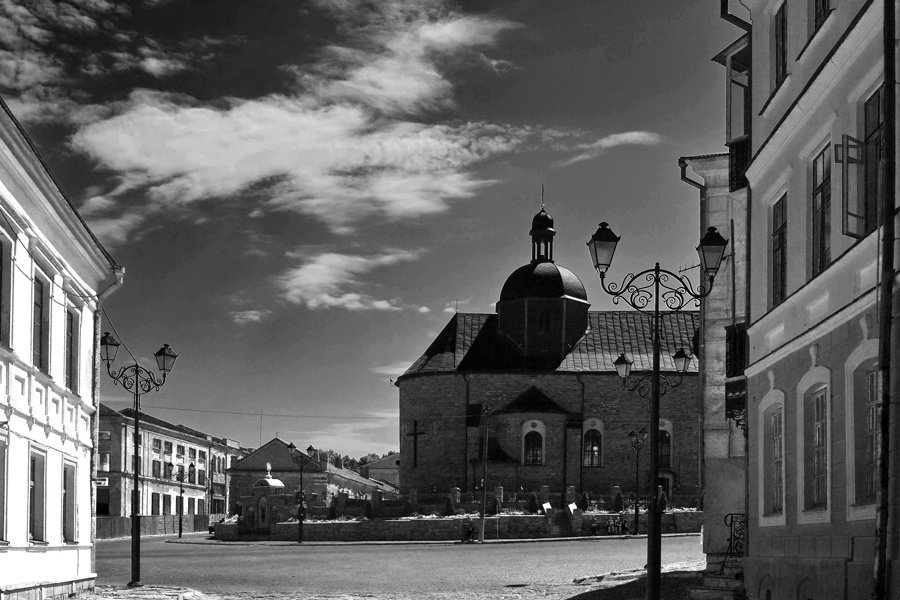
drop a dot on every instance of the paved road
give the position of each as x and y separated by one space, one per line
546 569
...
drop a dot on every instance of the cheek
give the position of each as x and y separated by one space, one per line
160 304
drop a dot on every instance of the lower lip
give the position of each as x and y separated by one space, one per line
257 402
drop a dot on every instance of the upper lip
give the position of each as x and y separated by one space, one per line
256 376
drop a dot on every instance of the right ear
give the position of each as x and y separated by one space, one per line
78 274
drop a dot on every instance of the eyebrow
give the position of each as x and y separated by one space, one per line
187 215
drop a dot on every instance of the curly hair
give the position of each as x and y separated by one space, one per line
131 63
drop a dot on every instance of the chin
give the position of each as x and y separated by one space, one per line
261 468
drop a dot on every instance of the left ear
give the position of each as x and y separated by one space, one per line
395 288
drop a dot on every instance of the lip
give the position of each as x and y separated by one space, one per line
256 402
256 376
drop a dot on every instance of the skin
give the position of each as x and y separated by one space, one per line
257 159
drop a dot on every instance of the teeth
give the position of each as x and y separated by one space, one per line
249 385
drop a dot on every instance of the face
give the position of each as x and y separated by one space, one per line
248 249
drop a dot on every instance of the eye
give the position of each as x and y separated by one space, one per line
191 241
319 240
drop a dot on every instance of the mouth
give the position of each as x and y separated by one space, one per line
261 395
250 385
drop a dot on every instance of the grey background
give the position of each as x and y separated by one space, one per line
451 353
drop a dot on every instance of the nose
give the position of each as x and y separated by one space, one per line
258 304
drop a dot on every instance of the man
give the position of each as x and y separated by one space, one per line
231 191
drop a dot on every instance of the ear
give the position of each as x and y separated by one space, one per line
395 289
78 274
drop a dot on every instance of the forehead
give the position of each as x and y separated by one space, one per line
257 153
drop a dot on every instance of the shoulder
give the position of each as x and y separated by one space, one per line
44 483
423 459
* * *
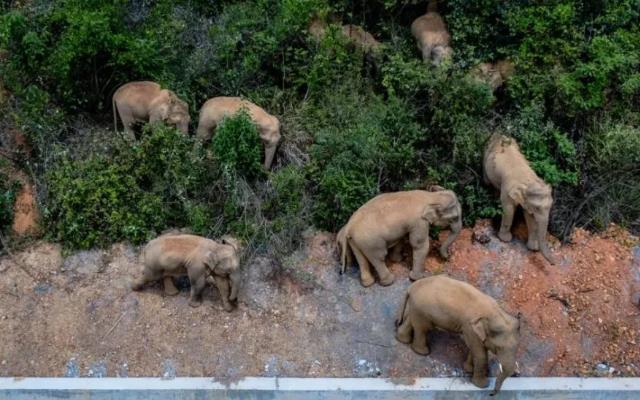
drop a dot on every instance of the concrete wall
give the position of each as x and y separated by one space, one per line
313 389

**Set exercise**
Count the lines of the rows above that contain the word "lower", and give only that number.

**The response**
1